[START MATERIAL FOR THIS TASK]

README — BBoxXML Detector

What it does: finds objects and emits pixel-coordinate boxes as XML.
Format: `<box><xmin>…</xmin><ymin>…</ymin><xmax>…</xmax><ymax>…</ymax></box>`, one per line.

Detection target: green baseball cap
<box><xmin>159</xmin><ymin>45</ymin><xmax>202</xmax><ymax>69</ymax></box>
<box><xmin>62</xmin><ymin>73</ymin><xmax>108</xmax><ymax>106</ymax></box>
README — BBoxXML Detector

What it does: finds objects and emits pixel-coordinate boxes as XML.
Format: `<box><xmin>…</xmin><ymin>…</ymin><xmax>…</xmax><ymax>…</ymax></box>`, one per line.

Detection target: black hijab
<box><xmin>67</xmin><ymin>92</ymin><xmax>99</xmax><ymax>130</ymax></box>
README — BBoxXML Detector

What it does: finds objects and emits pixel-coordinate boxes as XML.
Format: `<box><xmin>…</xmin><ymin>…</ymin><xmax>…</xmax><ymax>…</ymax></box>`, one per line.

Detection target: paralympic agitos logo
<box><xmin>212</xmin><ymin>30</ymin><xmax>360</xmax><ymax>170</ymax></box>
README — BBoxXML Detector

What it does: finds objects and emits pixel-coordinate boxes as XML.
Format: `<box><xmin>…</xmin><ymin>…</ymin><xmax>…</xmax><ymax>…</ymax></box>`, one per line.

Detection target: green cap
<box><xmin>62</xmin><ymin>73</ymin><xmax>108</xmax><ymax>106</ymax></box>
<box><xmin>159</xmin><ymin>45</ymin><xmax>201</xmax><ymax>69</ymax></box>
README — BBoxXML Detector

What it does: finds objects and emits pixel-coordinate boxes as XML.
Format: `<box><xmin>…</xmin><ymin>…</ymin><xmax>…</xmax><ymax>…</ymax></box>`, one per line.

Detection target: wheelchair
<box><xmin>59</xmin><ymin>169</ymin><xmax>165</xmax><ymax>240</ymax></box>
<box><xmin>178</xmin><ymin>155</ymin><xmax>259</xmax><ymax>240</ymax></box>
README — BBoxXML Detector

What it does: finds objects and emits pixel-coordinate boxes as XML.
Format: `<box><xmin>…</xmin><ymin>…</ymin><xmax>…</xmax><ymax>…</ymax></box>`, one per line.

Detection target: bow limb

[END MATERIAL FOR THIS TASK]

_PROBLEM DETAILS_: Reproduce word for word the stretch of the items from their first line through the line that contains "Detection target: green baseball cap", with both ends included.

_TASK ANSWER_:
README — BBoxXML Detector

What it does: finds objects and emits pixel-coordinate boxes as XML.
Format: `<box><xmin>…</xmin><ymin>…</ymin><xmax>…</xmax><ymax>…</ymax></box>`, one per line.

Detection target: green baseball cap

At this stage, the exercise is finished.